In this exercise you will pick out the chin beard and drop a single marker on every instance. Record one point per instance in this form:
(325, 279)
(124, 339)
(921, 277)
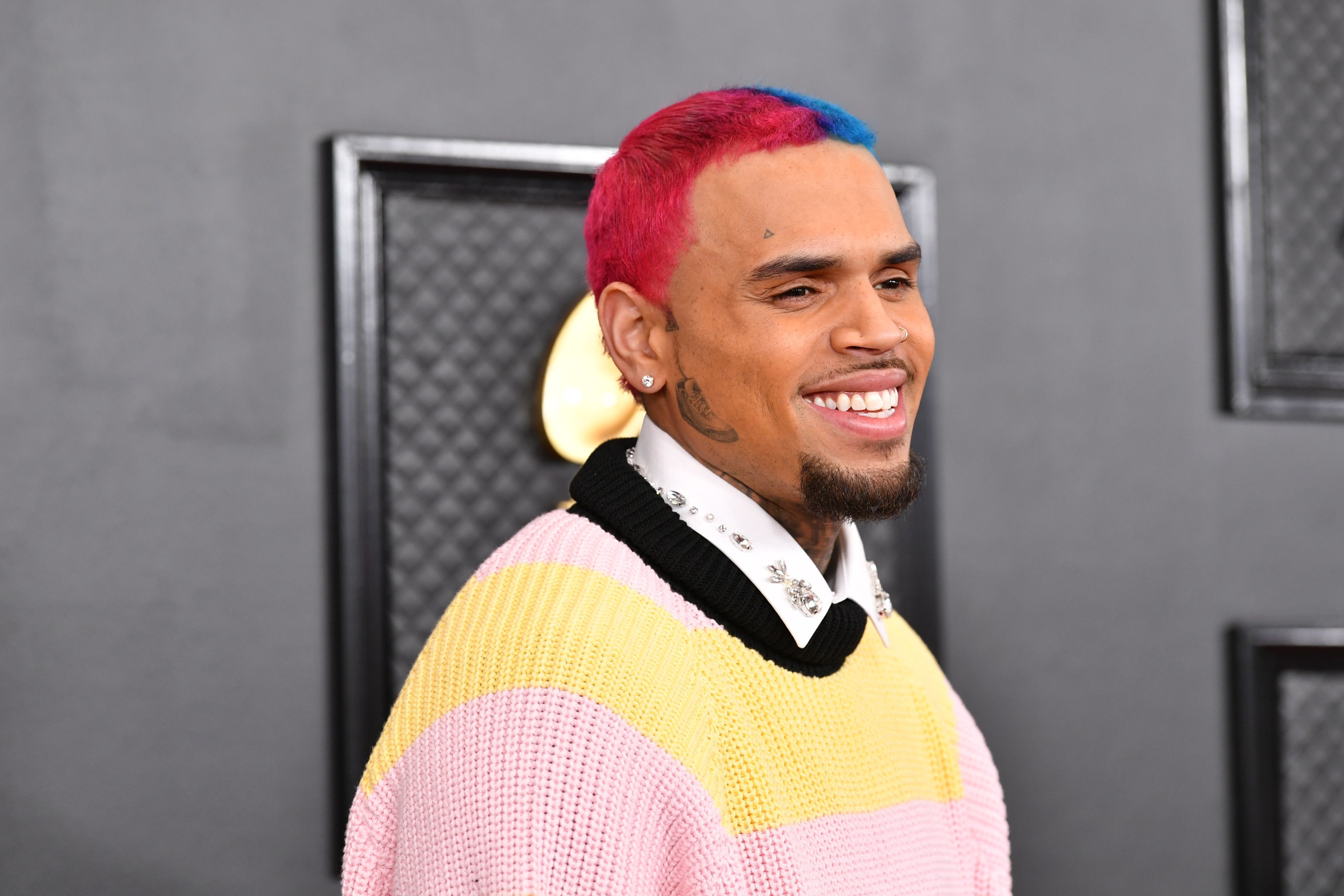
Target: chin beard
(835, 493)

| Objective |
Rewrite the records above with "chin beard" swapped for "goatee" everywhere and nothing else changed. Leave the pictures out of your version.

| Written response |
In this exercise you will pick out the goatee and drop a single marker on every instance. Record one point per instance in this form:
(325, 279)
(124, 339)
(921, 277)
Target: goatee
(835, 493)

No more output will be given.